• Short exercise a
According to the post on martingale inequalities, which theorem are Doob's inequalities a consequence of?

• Extract
* start *
Martingale Inequalities

Martingale inequalities are an important subject in the study of stochastic processes. The subject of this post is Doob’s inequalities which bound the distribution of the maximum value of a martingale in terms of its terminal distribution, and is a consequence of the optional sampling theorem. We work with respect to a filtered probability space ${(\Omega,\mathcal{F},\{\mathcal{F}_t\}_{t\ge 0},{\mathbb P})}$ . The absolute maximum process of a martingale is denoted by ${X^*_t\equiv\sup_{s\le t}\vert X_s\vert}$ . For any real number ${p\ge 1}$ , the ${L^p}$ -norm of a random variable ${Z}$ is

$\displaystyle \Vert Z\Vert_p\equiv{\mathbb E}[|Z|^p]^{1/p}.$

Then, Doob’s inequalities bound the distribution of the maximum of a martingale by the ${L^1}$ -norm of its terminal value, and bound the ${L^p}$ -norm of its maximum by the ${L^p}$ -norm of its terminal value for all ${p>1}$ .

Theorem 1 Let ${X}$ be a cadlag martingale and ${t>0}$ . Then

for every ${K>0}$ ,
$\displaystyle {\mathbb P}(X^*_t\ge K)\le\frac{\lVert X_t\rVert_1}{K}.$

for every ${p>1}$ ,
$\displaystyle \lVert X^*_t\rVert_p\le \frac{p}{p-1}\Vert X_t\Vert_p.$

$\displaystyle \lVert X^*_t\rVert_1\le\frac e{e-1}{\mathbb E}\left[\lvert X_t\rvert \log\lvert X_t\rvert+1\right].$

We can define a topology on the space of cadlag martingales so that a sequence ${X^n}$ of martingales converges to a limit ${X}$ if ${\Vert X^n_t-X_t\Vert_p\rightarrow 0}$ as ${n\rightarrow\infty}$ . It is clear that ${\Vert X_t\Vert_p\le\Vert X^*_t\Vert_p}$ for any process and, consequently Doob’s second inequality above shows that this topology is equivalent to the seemingly much stronger condition that ${\Vert(X^n-X)^*_t\Vert_p\rightarrow 0}$ , for any ${p>1}$ .
* end *
• Short exercise b
From the listing below, collect every line that contains the string "plate".

• Supplied records
* start *
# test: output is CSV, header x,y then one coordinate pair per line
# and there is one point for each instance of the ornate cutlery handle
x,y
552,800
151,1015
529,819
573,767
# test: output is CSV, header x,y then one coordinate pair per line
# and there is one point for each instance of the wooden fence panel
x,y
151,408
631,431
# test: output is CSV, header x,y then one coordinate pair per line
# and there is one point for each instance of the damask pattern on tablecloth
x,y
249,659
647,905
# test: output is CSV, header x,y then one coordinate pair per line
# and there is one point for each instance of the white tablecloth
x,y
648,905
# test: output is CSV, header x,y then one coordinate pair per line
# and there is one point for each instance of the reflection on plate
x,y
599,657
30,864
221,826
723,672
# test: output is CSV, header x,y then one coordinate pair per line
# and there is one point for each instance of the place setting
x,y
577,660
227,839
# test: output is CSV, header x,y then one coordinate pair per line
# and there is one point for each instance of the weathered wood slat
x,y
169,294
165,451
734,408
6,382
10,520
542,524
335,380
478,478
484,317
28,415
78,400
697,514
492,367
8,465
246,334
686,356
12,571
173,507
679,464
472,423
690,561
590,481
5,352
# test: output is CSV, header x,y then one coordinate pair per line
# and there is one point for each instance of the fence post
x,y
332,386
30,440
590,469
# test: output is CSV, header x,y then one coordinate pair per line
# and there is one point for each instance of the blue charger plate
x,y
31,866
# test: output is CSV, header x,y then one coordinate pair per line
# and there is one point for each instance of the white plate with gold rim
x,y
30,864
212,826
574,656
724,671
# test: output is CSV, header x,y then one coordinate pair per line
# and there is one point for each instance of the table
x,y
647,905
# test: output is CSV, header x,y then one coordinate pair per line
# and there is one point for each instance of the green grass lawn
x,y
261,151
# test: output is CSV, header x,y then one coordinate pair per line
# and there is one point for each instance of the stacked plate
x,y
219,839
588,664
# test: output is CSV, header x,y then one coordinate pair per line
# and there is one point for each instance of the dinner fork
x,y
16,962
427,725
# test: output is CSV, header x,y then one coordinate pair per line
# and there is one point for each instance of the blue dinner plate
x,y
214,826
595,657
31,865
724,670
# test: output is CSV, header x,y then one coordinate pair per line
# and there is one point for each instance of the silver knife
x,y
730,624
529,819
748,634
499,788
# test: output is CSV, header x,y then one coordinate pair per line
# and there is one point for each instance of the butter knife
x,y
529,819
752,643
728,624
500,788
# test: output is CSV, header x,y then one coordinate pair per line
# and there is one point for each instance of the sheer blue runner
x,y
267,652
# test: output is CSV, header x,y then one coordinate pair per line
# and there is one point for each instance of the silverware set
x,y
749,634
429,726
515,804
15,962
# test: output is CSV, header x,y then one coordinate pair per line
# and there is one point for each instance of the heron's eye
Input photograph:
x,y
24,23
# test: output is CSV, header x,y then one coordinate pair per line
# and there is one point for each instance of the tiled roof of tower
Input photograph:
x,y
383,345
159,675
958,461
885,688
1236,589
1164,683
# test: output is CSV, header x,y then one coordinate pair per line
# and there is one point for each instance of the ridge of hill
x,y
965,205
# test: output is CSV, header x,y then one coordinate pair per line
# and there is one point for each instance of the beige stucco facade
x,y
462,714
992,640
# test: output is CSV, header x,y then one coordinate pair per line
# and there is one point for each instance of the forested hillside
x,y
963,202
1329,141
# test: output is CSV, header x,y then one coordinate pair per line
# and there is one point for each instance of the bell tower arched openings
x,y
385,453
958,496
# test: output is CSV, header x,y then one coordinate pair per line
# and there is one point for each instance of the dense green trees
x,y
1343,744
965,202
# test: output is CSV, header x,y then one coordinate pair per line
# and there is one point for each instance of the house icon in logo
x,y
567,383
* end *
• Task solution a
The optional sampling theorem.

• Task solution b
# and there is one point for each instance of the reflection on plate
# and there is one point for each instance of the blue charger plate
# and there is one point for each instance of the white plate with gold rim
# and there is one point for each instance of the stacked plate
# and there is one point for each instance of the blue dinner plate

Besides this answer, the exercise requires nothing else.